- **Brano proposto**

Dall’alto delle tribune, quelle non riservate, si affacciava un
pubblico diverso: erano persone del popolo e fanatici partigiani dei
giacobini e dei cordiglieri, con gli occhi e gli animi tutti tesi
verso il rappresentante che doveva pronunciare il verdetto;
battimani, grida di bravo, o invettive e mormorii, seguivano il
votante fin sul suo banco, a seconda che era stato favorevole o
contrario alla sentenza di morte. […] I primi voti lasciarono
perplessi e dubbiosi gli animi: la morte e il bando si bilanciavano
numericamente, e la sorte di Luigi XVI sarebbe stata decisa dalle
labbra di uno dei capi della Gironda. Si attendeva con ansia il
primo voto di un uomo eminente del partito; e quando l’usciere fece
il nome di Vergniaud, ogni rumore cessò, tutti gli sguardi si
fissarono sull’eloquente deputato di Limoges. Egli, il giorno prima,
conversando in casa di una signora, aveva espresso senso di
commiserazione per il prigioniero del Tempio, giurando che, a costo
anche della vita, voleva salvarlo.
Quando fu chiamato a votare il
cugino del re, Filippo d’Orléans, divenuto Filippo-Égalité, lo si
vide alzarsi e, con viso impassibile e passo fermo, salire la
tribuna, fra la vivissima curiosità e la sorpresa di tutti. L’ex
principe, senza mostrare il più lieve segno d’emozione, dichiarò:
«Preoccupato del mio dovere, e convinto che tutti coloro che, nel
futuro, attenteranno alla sovranità del popolo meritano la morte, io
voto per la morte!». E discese impassibile a rioccupare il suo
posto, accompagnato da un sussurro sordo di meraviglia, che si
propagò anche fra i deputati della Montagna.

- **Record del dataset**
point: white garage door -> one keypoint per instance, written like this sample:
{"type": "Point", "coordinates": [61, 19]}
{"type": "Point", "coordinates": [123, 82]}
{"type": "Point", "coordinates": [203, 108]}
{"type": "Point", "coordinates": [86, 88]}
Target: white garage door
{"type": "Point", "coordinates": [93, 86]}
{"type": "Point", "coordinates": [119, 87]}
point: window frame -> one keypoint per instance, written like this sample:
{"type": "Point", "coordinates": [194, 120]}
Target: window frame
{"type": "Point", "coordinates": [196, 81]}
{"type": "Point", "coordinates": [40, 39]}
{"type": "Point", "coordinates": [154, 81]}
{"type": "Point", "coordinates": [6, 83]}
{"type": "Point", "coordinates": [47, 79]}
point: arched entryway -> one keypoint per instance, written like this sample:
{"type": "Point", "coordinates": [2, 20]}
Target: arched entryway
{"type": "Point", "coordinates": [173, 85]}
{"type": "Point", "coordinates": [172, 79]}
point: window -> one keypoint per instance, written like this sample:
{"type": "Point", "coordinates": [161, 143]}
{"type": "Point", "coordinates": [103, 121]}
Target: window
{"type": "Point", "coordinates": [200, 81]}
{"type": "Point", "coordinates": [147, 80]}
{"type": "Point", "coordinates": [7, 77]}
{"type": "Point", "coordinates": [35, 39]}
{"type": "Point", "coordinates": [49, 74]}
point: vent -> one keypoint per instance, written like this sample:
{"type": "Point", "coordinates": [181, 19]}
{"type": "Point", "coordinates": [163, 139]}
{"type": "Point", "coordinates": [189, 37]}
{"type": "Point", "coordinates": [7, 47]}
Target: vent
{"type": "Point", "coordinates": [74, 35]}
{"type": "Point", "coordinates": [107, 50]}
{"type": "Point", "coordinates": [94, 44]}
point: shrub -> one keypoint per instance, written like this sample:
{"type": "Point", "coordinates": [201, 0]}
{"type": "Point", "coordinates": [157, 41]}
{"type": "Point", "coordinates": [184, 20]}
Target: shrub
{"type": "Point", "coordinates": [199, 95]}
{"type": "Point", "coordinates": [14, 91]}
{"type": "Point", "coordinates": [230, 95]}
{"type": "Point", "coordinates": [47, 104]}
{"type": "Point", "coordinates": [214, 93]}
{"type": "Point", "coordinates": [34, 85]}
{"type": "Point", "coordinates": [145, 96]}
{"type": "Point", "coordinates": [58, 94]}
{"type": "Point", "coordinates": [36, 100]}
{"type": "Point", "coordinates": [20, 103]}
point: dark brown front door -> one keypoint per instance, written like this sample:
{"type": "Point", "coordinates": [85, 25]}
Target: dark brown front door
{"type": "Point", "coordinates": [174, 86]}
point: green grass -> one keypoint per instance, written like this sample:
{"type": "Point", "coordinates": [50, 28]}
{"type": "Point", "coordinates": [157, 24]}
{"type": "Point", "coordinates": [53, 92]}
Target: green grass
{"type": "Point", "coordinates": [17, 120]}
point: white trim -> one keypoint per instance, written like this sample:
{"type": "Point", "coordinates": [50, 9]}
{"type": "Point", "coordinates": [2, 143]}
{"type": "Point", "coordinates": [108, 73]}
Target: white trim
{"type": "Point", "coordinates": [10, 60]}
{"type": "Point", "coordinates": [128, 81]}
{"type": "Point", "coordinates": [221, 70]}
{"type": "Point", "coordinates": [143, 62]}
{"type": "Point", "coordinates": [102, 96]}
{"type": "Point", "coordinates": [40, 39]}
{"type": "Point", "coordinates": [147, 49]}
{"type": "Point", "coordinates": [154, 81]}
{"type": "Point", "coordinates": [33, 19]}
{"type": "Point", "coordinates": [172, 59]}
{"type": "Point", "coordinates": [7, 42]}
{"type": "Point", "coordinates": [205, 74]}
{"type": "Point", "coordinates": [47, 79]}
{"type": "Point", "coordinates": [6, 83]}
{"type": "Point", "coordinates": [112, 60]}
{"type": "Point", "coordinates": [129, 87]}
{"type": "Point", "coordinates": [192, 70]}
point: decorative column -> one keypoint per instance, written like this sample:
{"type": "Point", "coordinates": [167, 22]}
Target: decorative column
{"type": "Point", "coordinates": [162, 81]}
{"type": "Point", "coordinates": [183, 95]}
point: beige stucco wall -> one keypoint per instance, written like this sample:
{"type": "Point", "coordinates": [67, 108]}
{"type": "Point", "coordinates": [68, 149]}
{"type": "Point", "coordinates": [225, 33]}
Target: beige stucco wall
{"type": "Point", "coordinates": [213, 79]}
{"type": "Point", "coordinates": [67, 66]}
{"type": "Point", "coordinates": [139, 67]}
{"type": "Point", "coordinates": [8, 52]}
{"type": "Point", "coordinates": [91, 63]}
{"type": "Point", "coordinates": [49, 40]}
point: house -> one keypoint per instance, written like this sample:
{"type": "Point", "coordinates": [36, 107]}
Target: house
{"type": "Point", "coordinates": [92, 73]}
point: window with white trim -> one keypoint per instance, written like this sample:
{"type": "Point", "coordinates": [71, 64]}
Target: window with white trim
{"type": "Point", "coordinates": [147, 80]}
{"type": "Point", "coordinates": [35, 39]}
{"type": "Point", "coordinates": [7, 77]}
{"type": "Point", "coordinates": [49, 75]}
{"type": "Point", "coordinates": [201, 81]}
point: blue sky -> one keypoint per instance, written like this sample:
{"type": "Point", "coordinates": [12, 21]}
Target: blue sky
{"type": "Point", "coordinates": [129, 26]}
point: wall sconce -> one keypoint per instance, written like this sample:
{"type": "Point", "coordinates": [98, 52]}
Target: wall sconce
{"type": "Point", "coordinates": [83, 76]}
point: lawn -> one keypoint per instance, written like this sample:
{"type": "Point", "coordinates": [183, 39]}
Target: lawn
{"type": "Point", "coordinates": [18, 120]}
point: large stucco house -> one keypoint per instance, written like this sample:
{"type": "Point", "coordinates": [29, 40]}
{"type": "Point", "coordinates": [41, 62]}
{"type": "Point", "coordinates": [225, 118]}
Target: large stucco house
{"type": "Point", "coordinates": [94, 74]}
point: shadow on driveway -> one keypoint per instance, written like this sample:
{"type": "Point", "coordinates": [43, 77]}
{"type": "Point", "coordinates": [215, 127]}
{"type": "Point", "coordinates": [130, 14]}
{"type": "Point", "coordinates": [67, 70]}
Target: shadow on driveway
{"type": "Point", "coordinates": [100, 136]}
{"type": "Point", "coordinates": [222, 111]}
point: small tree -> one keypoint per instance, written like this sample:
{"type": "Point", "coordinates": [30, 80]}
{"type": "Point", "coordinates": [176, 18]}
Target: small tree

- **Compiti da svolgere**
• a. Trascrivi parola per parola la parte del brano sul voto per Luigi XVI che inizia con "Quando fu chiamato" e prosegue fino a "deputati della Montagna.".
• b. Elenca tutti i gruppi politici nominati nel brano sul voto per Luigi XVI.
• c. Di quale città era deputato Vergniaud secondo il brano sul voto per Luigi XVI?

- **Soluzioni**
• a.
Quando fu chiamato a votare il
cugino del re, Filippo d’Orléans, divenuto Filippo-Égalité, lo si
vide alzarsi e, con viso impassibile e passo fermo, salire la
tribuna, fra la vivissima curiosità e la sorpresa di tutti. L’ex
principe, senza mostrare il più lieve segno d’emozione, dichiarò:
«Preoccupato del mio dovere, e convinto che tutti coloro che, nel
futuro, attenteranno alla sovranità del popolo meritano la morte, io
voto per la morte!». E discese impassibile a rioccupare il suo
posto, accompagnato da un sussurro sordo di meraviglia, che si
propagò anche fra i deputati della Montagna.

• b. Giacobini, cordiglieri, Gironda, Montagna.

• c. Limoges.